Task material
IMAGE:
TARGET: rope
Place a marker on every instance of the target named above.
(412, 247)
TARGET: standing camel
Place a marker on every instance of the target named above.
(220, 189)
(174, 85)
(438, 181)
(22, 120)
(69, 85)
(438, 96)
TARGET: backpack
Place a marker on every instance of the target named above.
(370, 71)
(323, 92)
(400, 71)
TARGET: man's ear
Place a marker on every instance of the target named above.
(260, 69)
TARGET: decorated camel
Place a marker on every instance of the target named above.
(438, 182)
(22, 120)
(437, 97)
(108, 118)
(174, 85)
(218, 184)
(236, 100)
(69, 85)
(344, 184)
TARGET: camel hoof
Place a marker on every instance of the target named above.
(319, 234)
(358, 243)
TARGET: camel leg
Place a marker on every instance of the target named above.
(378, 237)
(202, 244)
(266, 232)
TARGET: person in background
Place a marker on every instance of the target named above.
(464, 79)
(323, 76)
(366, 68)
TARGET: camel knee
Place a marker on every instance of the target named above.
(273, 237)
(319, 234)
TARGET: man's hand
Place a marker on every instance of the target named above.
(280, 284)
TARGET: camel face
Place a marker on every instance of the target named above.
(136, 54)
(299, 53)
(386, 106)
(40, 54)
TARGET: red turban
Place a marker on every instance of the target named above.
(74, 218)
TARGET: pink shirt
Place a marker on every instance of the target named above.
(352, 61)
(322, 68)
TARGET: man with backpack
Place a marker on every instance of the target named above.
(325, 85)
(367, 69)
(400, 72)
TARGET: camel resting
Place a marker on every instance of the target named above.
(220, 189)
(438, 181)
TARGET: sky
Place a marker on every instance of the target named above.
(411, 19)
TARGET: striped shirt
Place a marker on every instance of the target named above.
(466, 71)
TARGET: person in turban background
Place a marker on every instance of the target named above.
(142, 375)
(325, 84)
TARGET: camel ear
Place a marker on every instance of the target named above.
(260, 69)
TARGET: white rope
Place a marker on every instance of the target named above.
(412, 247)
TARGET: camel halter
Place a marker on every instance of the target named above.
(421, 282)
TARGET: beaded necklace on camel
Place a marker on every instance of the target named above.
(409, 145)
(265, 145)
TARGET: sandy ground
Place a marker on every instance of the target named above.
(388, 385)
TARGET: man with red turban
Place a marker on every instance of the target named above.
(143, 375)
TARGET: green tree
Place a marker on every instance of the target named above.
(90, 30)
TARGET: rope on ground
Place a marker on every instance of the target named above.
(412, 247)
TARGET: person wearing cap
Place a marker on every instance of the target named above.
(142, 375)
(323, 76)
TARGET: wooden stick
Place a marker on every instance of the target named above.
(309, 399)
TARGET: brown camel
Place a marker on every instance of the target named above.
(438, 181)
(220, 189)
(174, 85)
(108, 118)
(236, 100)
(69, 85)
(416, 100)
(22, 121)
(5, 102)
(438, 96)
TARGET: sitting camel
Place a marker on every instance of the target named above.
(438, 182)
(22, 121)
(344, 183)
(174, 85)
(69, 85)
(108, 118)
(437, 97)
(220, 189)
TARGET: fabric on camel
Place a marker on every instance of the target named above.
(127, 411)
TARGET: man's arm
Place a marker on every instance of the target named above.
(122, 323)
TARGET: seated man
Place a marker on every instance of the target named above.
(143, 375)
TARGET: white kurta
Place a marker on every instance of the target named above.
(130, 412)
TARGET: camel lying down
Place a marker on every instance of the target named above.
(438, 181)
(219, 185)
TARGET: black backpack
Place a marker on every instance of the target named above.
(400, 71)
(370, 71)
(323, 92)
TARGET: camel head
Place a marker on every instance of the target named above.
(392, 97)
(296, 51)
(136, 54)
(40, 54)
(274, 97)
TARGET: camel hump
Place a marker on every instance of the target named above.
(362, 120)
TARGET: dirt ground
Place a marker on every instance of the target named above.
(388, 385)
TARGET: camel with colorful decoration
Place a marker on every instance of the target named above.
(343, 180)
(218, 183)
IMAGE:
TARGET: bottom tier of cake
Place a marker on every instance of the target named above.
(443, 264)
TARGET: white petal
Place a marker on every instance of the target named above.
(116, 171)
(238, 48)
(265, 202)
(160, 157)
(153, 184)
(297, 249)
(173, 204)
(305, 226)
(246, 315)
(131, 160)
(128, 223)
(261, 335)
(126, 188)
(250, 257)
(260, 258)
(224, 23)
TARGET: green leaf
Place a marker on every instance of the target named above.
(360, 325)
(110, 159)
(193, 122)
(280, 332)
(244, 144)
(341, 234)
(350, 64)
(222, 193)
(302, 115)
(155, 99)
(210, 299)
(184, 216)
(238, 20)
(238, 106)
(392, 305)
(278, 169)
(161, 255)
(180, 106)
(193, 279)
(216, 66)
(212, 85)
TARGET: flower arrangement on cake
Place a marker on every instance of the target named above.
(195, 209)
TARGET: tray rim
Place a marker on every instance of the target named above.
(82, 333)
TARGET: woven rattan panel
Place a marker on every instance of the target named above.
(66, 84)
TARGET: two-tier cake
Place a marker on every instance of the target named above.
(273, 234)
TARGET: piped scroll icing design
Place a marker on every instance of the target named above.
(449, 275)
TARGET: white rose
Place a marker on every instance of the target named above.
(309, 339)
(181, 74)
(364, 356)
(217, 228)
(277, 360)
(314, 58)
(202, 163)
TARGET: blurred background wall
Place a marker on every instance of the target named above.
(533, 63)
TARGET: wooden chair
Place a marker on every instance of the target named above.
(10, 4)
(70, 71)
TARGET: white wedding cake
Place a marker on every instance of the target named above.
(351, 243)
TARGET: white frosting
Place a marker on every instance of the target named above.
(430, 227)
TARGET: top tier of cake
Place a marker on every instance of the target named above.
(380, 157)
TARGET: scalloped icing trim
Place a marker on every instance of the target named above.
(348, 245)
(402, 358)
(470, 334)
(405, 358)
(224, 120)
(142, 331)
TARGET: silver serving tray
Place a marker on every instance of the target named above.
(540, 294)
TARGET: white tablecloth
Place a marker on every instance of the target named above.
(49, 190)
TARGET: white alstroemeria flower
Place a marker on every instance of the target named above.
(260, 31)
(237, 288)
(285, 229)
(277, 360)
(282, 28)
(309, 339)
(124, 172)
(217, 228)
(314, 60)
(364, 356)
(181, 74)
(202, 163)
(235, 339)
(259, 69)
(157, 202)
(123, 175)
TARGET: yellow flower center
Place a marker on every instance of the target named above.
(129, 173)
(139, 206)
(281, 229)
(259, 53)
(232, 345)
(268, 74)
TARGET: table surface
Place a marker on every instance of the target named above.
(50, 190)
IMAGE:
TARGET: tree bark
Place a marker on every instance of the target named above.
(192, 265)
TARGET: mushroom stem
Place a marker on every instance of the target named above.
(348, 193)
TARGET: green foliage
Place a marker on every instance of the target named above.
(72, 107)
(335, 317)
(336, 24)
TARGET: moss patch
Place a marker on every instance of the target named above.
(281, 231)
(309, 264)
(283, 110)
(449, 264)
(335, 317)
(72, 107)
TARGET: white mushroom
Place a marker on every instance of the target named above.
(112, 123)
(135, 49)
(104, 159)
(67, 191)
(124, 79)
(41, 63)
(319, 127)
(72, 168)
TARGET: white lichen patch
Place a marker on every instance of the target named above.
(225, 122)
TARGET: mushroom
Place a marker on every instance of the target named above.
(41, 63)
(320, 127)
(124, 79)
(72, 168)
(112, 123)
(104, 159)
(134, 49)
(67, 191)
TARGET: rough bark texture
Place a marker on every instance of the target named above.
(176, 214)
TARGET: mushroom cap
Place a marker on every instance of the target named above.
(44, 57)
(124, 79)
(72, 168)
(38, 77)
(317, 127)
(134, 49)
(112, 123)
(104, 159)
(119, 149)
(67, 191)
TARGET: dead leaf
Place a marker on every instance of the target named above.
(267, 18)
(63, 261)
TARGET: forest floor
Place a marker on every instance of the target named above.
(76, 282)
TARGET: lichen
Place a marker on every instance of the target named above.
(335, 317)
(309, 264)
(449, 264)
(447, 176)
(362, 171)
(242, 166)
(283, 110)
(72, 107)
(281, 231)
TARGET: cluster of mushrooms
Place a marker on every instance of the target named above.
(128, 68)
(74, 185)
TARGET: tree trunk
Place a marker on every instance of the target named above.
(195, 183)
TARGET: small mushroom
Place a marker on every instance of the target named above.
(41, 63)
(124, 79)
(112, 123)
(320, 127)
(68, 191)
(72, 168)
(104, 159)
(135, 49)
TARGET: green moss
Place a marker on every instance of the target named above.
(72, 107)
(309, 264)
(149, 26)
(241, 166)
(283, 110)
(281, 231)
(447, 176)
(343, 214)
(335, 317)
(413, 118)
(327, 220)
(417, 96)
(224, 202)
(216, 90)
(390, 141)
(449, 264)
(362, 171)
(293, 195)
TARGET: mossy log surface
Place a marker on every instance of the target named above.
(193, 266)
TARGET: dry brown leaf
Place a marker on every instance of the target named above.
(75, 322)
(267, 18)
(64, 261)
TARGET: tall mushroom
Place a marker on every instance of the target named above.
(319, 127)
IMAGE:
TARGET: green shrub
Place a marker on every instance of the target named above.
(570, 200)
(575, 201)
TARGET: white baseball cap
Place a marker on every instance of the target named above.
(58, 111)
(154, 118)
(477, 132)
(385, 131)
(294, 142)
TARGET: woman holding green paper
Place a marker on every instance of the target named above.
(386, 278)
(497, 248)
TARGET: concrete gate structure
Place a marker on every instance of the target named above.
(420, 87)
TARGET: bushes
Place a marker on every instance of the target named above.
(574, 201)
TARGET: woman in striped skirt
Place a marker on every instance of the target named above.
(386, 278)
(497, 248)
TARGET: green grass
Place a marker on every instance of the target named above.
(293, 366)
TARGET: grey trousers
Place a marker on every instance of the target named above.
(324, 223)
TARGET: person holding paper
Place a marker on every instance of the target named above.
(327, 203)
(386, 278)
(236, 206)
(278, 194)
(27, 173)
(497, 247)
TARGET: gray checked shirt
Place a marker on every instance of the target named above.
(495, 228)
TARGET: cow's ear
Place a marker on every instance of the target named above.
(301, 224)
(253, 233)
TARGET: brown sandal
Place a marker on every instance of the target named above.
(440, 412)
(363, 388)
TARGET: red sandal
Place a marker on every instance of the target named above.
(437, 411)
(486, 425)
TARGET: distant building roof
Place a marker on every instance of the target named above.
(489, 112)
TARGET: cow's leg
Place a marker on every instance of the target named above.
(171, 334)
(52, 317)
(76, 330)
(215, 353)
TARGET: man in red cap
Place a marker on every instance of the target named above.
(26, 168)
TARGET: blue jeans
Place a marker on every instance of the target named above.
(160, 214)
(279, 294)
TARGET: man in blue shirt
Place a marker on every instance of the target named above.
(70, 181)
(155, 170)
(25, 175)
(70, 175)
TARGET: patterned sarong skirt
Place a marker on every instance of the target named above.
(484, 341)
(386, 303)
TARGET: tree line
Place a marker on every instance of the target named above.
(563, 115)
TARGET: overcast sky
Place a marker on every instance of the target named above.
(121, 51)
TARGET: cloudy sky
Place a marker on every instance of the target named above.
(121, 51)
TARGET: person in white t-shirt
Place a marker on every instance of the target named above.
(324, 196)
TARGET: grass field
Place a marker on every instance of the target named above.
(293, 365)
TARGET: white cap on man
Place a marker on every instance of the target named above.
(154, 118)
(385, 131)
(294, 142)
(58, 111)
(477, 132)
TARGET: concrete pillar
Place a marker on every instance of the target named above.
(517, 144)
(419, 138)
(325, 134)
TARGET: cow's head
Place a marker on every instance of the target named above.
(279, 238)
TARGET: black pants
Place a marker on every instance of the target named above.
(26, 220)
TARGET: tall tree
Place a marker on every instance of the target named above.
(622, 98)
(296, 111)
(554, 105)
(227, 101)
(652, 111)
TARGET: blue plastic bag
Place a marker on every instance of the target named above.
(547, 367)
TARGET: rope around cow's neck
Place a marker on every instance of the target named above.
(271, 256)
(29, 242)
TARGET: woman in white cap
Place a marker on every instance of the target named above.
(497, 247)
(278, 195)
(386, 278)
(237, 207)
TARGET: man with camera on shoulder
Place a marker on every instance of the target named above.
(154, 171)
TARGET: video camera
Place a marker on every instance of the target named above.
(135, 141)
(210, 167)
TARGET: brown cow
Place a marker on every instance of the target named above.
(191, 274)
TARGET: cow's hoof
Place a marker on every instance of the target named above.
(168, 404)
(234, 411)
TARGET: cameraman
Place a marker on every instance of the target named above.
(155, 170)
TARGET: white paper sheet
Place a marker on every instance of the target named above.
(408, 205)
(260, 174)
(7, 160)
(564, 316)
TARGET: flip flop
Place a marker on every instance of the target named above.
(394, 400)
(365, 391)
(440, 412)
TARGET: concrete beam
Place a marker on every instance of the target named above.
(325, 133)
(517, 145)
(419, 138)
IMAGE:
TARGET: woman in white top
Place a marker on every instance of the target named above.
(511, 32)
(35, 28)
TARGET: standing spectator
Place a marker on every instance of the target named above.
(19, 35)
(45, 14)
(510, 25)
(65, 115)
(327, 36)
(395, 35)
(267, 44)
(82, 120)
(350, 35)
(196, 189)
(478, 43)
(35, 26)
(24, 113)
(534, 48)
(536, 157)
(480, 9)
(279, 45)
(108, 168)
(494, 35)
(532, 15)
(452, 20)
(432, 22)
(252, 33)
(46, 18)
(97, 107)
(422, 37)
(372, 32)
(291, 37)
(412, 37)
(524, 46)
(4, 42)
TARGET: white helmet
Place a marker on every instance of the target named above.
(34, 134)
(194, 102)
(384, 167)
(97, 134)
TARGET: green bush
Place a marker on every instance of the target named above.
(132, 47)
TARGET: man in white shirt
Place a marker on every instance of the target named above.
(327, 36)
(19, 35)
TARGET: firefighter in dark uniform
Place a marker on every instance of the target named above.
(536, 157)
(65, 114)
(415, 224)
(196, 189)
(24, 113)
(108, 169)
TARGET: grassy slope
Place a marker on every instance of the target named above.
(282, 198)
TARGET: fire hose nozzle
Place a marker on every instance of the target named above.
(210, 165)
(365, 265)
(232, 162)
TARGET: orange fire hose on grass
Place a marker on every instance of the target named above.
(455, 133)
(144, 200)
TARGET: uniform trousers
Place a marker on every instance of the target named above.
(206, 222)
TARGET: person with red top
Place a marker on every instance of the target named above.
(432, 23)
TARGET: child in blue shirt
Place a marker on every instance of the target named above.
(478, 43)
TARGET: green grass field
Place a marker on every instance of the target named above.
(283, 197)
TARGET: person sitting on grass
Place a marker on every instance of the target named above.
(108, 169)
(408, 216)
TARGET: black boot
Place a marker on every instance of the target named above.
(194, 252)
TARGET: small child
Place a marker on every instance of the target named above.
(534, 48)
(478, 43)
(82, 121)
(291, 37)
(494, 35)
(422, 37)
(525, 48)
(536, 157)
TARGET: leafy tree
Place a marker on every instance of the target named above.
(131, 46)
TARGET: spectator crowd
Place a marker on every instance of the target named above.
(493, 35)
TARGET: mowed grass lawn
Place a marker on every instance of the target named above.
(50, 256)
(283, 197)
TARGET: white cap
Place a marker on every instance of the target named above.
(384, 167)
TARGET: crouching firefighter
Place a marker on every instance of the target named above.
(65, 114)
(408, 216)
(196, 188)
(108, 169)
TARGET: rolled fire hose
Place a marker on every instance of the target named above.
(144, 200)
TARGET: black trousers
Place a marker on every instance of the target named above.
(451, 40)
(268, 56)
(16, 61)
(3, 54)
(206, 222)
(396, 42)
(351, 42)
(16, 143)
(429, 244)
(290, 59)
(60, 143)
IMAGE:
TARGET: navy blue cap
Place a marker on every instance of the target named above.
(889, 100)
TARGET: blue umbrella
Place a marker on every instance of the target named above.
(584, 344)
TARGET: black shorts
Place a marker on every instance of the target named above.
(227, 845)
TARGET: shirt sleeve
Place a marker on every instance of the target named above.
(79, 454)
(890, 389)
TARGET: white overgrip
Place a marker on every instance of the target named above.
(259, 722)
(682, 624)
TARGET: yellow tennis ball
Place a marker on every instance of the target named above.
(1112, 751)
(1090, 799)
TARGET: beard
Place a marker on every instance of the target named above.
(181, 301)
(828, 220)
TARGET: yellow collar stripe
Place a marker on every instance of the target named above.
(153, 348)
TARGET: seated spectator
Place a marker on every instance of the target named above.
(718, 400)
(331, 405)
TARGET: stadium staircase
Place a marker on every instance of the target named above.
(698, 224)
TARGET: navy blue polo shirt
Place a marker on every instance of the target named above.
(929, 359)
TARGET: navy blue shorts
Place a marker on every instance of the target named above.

Direction
Repeat precisely the lines of the data starting at the one containing "TARGET: black shorts", last line included.

Exercise answer
TARGET: black shorts
Place a marker on every instance of the target named above.
(227, 845)
TARGET: shirt sleeve
Place a marker on every instance of the target named above.
(79, 454)
(890, 389)
TARGET: white overgrip
Place a marker on every instance of the target named above.
(259, 722)
(682, 624)
TARGET: yellow tennis ball
Place a marker on every instance of the target named above.
(1112, 751)
(1090, 799)
TARGET: beard
Place a marker on every instance of the target named above.
(181, 301)
(828, 220)
TARGET: yellow collar stripe
Place a marker on every instance of the target named above.
(153, 348)
TARGET: seated spectator
Place a marker on every instance of the target named above.
(718, 400)
(331, 405)
TARGET: stadium staircase
Place a marker on every instance of the target named above.
(698, 224)
TARGET: navy blue polo shirt
Place a marker on every instance of the target named above.
(929, 359)
TARGET: navy blue shorts
Place a marker on every instance of the target named above.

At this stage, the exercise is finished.